Task prompt
Write out every line of the material that follows without any change.

Records to process
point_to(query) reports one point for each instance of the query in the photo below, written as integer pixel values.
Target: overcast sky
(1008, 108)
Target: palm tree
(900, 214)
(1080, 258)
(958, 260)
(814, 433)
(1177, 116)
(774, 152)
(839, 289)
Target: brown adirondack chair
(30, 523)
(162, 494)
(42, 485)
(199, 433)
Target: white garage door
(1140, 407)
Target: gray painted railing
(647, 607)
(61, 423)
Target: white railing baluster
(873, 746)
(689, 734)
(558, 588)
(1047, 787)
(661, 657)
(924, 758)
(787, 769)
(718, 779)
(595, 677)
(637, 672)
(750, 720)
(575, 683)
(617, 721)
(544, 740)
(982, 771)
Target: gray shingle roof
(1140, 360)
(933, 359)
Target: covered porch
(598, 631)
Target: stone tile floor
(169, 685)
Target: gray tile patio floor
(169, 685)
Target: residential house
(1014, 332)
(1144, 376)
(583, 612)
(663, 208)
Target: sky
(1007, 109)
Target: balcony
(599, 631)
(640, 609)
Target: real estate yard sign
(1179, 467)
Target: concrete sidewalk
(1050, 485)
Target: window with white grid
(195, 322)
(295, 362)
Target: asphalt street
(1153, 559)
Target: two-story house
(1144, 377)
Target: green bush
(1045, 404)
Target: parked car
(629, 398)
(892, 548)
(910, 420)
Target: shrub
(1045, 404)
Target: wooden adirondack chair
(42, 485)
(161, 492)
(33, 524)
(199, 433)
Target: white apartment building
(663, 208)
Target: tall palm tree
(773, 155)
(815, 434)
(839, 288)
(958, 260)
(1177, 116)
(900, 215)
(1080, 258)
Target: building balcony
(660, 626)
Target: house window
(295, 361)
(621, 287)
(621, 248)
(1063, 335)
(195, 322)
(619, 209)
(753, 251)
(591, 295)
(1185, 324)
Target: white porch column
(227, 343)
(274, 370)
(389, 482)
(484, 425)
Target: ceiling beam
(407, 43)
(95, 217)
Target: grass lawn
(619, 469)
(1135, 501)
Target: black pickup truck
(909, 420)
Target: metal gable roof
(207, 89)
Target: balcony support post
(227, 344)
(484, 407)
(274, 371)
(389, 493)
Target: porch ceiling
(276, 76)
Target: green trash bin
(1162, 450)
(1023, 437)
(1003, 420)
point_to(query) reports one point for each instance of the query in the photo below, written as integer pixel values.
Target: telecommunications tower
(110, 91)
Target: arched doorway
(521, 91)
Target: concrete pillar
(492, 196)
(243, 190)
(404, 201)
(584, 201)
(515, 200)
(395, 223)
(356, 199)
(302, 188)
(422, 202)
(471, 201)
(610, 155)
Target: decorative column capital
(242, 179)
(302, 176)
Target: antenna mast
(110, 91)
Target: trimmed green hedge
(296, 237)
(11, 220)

Response for this exercise
point_to(query) reports one point for each instance of the query in the photo below, written as integer pixel values.
Target: overcast sky
(1008, 108)
Target: palm tree
(900, 214)
(1080, 258)
(958, 260)
(814, 433)
(1177, 116)
(774, 152)
(839, 289)
Target: brown adirondack chair
(30, 523)
(162, 494)
(42, 485)
(199, 433)
Target: white garage door
(1140, 407)
Target: gray painted railing
(647, 607)
(61, 423)
Target: white railing baluster
(873, 746)
(689, 734)
(558, 588)
(1047, 787)
(661, 657)
(924, 758)
(787, 769)
(718, 779)
(595, 677)
(637, 672)
(750, 720)
(575, 683)
(617, 721)
(544, 740)
(982, 771)
Target: gray shingle roof
(1140, 360)
(933, 359)
Target: covered porch
(598, 631)
Target: stone tile floor
(169, 685)
Target: gray tile patio floor
(169, 685)
Target: residential house
(1014, 332)
(1144, 376)
(583, 612)
(663, 208)
Target: sky
(1007, 109)
Target: balcony
(599, 631)
(640, 609)
Target: real estate yard sign
(1179, 467)
Target: concrete sidewalk
(1050, 485)
Target: window with white grid
(195, 322)
(295, 362)
Target: asphalt street
(1153, 559)
Target: two-story house
(1144, 377)
Target: green bush
(1045, 404)
Target: parked car
(629, 398)
(892, 548)
(910, 420)
Target: shrub
(1045, 404)
Target: wooden adirondack chair
(42, 485)
(161, 492)
(33, 524)
(199, 433)
Target: white apartment building
(663, 208)
Target: tall palm tree
(773, 155)
(815, 434)
(839, 288)
(958, 260)
(1177, 116)
(900, 215)
(1080, 258)
Target: building balcony
(660, 626)
Target: house window
(295, 361)
(621, 287)
(621, 248)
(1063, 335)
(195, 322)
(619, 209)
(753, 251)
(591, 295)
(1185, 324)
Target: white porch column
(227, 343)
(274, 370)
(389, 482)
(484, 425)
Target: ceiling beam
(407, 43)
(95, 217)
Target: grass lawn
(619, 469)
(1135, 501)
Target: black pickup truck
(909, 420)
Target: metal gable roof
(207, 89)
Target: balcony support post
(227, 344)
(484, 407)
(274, 371)
(389, 493)
Target: porch ceiling
(276, 76)
Target: green trash bin
(1162, 450)
(1023, 437)
(1003, 420)
point_to(query) reports one point for each instance of the query in the photo below, written as integer pixel values.
Target: telecommunications tower
(110, 91)
Target: arched doorway
(521, 91)
Target: concrete pillar
(492, 196)
(243, 190)
(404, 201)
(584, 201)
(515, 200)
(395, 223)
(356, 199)
(302, 188)
(422, 202)
(471, 201)
(610, 155)
Target: decorative column capital
(242, 179)
(302, 176)
Target: antenna mast
(110, 91)
Target: trimmed green hedge
(296, 237)
(11, 220)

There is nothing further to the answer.